## SCHRIFTLICHE AUFGABE 1
Wiederhole aus dem Text über den Ford Explorer wortgetreu den Abschnitt von „Natürlich existieren für“ bis „Produktmanager Christoph Heusgen.“.
___ DOKUMENTTEXT ___
Natürlich existieren für die Designer beim Explorer einige Restriktionen. Schließlich gibt es technische Vorgaben durch die VW-Plattform. Doch der Produktmanager mag hier nicht in die Tiefe gehen und konzentriert sich beim Rundgang auf die Dinge, die Ford verändern konnte. „Fahrwerk, Dämpfer und Lenkung haben wir nach eigenen Wünschen abgestimmt. Die Spur vorn ist etwas breiter“, sagt Produktmanager Christoph Heusgen.
Finale Werte für Reichweite und Verbrauch nennt Ford noch nicht. Doch mit Blick auf den in etwa gleich großen VW ID.4 kann man abschätzen, dass man mit der 77-Kilowattstunden-Batterie laut WLTP-Zyklus etwas über 500 Kilometer weit kommt. In unter sechs Sekunden ist der Explorer auf 100 km/h. Bei 180 km/h ist Schluss. Beim Radstand von 2,77 m und der Position des Ladeanschluss hinten rechts hatte Ford keine Wahl. Auch die Fahrmodi D/B am Hebel neben dem Lenkrad kennt man von VW. D ist der normale Fahrmodus, mit B erhöht man die Rekuperationsleistung.
___ BEREITGESTELLTE EINTRÄGE ___
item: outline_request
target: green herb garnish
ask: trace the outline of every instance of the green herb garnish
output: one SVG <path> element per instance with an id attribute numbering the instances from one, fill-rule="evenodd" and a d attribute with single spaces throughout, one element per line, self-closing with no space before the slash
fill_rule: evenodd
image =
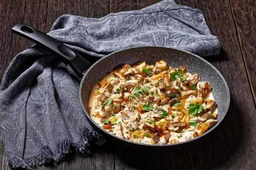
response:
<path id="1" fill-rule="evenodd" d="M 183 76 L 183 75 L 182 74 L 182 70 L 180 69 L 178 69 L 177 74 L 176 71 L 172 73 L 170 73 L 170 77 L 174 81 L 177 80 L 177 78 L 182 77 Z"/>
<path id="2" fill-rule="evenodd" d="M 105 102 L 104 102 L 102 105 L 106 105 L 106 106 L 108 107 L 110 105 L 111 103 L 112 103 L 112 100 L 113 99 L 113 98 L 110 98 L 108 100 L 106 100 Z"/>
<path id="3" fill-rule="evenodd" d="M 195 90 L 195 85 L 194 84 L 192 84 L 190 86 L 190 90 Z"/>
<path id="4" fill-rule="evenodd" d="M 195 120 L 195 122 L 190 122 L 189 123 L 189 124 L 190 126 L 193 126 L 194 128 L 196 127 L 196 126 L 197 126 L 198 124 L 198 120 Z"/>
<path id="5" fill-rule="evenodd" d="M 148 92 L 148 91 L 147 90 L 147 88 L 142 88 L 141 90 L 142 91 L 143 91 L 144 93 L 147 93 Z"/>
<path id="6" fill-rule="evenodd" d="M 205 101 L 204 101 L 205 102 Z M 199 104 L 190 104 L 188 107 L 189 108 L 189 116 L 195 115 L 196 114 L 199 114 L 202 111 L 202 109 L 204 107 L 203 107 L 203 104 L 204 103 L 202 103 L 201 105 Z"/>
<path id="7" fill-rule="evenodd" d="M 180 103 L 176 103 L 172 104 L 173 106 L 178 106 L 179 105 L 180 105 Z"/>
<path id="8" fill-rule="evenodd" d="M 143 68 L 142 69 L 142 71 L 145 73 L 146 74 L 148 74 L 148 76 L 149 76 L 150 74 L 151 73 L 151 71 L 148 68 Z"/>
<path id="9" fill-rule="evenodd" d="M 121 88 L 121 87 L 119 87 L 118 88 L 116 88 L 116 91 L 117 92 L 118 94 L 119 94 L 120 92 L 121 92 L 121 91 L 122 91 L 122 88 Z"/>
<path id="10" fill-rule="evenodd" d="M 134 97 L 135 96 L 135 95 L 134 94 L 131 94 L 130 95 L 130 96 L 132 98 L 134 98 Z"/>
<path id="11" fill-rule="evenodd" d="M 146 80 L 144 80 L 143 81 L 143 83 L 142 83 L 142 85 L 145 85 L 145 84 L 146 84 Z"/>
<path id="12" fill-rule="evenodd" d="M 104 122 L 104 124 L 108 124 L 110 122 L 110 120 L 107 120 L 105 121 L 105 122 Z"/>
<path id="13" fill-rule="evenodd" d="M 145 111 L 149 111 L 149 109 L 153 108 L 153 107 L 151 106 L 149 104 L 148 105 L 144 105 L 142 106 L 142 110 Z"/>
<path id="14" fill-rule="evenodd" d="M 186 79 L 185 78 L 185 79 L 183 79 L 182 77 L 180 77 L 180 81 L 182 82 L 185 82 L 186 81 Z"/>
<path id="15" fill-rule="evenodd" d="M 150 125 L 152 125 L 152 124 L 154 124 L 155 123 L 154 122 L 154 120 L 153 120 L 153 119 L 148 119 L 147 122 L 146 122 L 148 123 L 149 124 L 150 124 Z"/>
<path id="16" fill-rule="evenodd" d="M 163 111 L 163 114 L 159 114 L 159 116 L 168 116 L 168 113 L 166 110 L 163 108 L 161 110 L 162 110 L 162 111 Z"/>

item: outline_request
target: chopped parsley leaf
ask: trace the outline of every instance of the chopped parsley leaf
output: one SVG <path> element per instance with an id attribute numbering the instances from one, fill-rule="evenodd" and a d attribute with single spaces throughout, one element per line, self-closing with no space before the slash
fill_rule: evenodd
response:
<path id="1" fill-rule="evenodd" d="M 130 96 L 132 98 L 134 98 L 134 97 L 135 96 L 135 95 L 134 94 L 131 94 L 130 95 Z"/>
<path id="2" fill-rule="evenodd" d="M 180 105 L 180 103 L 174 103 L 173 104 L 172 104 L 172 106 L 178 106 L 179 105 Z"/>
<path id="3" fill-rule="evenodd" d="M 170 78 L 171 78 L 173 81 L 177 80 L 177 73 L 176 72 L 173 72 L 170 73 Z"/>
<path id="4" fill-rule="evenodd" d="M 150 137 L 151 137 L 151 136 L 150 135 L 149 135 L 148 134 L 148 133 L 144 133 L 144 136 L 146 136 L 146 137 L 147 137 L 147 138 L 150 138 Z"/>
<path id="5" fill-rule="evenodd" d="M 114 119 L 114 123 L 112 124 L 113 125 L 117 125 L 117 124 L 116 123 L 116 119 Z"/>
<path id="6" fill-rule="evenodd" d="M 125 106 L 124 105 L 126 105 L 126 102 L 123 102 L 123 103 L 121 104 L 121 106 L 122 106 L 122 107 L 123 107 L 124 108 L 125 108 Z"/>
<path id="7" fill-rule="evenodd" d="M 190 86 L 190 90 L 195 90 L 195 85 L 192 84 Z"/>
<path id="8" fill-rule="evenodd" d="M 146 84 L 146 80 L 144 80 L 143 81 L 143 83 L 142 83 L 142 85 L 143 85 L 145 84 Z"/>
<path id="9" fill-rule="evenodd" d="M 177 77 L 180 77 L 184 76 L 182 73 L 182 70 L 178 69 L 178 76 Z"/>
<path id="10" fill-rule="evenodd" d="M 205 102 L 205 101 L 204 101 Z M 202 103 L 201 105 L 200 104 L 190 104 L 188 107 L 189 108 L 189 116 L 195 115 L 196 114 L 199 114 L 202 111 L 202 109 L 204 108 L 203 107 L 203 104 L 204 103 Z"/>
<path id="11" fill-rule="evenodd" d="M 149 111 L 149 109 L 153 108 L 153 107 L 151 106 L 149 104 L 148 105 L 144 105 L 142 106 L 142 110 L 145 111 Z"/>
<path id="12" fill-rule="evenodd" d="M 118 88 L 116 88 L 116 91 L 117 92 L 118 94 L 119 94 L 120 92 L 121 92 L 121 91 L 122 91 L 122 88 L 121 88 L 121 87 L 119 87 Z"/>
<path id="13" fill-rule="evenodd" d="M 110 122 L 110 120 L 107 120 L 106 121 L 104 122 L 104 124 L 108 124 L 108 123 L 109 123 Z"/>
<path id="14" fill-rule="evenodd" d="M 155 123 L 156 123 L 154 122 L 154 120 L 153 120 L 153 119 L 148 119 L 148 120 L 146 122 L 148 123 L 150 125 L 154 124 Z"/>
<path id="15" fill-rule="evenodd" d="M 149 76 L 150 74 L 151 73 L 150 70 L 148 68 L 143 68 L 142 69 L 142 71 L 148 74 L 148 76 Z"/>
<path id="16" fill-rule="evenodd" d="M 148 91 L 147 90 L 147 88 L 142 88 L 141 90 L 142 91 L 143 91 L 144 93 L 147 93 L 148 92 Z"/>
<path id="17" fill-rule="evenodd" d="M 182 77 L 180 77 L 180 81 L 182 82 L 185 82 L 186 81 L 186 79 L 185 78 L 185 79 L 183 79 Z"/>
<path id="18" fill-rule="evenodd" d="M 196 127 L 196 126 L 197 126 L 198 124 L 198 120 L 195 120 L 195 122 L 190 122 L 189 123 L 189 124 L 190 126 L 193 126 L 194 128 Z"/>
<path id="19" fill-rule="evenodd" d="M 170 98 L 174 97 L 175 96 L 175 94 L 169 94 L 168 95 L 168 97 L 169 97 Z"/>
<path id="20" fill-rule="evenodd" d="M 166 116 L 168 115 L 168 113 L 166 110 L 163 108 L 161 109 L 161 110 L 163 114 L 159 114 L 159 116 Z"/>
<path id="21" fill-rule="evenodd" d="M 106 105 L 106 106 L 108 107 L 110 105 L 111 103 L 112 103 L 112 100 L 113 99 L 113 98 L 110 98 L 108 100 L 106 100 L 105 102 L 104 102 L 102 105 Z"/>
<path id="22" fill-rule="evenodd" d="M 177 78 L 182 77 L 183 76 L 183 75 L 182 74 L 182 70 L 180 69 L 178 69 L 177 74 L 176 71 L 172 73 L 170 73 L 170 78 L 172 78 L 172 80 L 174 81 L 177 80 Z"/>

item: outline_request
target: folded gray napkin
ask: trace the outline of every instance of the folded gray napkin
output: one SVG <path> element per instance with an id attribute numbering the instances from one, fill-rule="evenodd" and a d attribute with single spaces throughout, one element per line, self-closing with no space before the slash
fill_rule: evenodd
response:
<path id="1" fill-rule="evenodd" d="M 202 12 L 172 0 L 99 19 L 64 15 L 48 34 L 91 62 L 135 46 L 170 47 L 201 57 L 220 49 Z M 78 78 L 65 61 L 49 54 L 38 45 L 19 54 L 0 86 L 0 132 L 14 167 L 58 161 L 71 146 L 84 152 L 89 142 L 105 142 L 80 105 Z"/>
___
## SCHRIFTLICHE AUFGABE 2
Gib die Zeilen der Einträge vom Anfang bis einschließlich der Zeile mit „ask: trace the outline of every instance of the green“ unverändert wieder.

## SCHRIFTLICHE LÖSUNG 1
Natürlich existieren für die Designer beim Explorer einige Restriktionen. Schließlich gibt es technische Vorgaben durch die VW-Plattform. Doch der Produktmanager mag hier nicht in die Tiefe gehen und konzentriert sich beim Rundgang auf die Dinge, die Ford verändern konnte. „Fahrwerk, Dämpfer und Lenkung haben wir nach eigenen Wünschen abgestimmt. Die Spur vorn ist etwas breiter“, sagt Produktmanager Christoph Heusgen.

## SCHRIFTLICHE LÖSUNG 2
item: outline_request
target: green herb garnish
ask: trace the outline of every instance of the green herb garnish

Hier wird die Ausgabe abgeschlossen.